*Exercise details*: From the piece on venture debt below, write out word for word the passage starting with "I was an investor" and going on through "not to like?".

*Text*:

******************************

The Real Risk of Venture Debt
A couple of years ago I was with a med-tech CEO who referred to venture debt as being like a super charger for your car. Strap it on and you get immediate low-end power to accelerate your efforts. Along with the super charger, he explained, a spike gets placed in the middle of your steering wheel. Slow down too quickly and you get impaled.
At the time, this seemed like dramatic hyperbole. A recent experience suggests that if anything, it is indeed dramatically accurate.
I was an investor in a med-tech company that had done a remarkable job of syndicating angel groups in order to raise many millions of dollars to bring their product to the market. They were able to do this because the technology was clever, addressed large markets and the management team, while young, seemed talented and driven. In addition to the millions in angel funding, the company had taken in almost $4M in non-dilutive grants.
The company was in an enviable position. Regulatory approval had been received and the science provided a pipeline of future indications. All they had to do was get out there and sell. What’s not to like?
To drive the sales and marketing effort, the company took on approximately $3M in venture debt in the face of protests from several investors. The company was convinced, that this was a great way to get the company to cash flow breakeven without any additional dilution – no matter how limited.
As in most venture debt structures, there was a fairly long interest only period that seemingly would provide the company the necessary cash-flow runway to get the products launched. All they had to do was hit their sales projections. Even if they only achieved their “worst-case” scenario, they would be able to service the debt and eventually get to break even.
Those of us that have been through product launches in this space, however, know how smoothly they typically go, particularly in a capital constrained model. “Worst case” is rarely truly worst case. And this situation ran true to form. Sorting the go-to-market model out took almost 18 months, but they did figure it out. A re-launch of the product with the proven model brought steady revenue progress and a growing number of satisfied patients and clinical champions.

******************************

*Material provided*:
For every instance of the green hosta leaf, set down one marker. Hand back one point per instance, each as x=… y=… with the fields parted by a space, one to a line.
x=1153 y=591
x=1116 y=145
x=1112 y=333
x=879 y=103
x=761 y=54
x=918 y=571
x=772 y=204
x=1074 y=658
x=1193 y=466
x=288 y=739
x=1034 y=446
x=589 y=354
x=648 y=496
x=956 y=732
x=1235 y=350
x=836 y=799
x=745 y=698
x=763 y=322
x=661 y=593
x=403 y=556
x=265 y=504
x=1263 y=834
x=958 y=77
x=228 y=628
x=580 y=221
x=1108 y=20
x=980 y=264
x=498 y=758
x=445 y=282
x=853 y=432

******************************

*Exercise answer*:
I was an investor in a med-tech company that had done a remarkable job of syndicating angel groups in order to raise many millions of dollars to bring their product to the market. They were able to do this because the technology was clever, addressed large markets and the management team, while young, seemed talented and driven. In addition to the millions in angel funding, the company had taken in almost $4M in non-dilutive grants.
The company was in an enviable position. Regulatory approval had been received and the science provided a pipeline of future indications. All they had to do was get out there and sell. What’s not to like?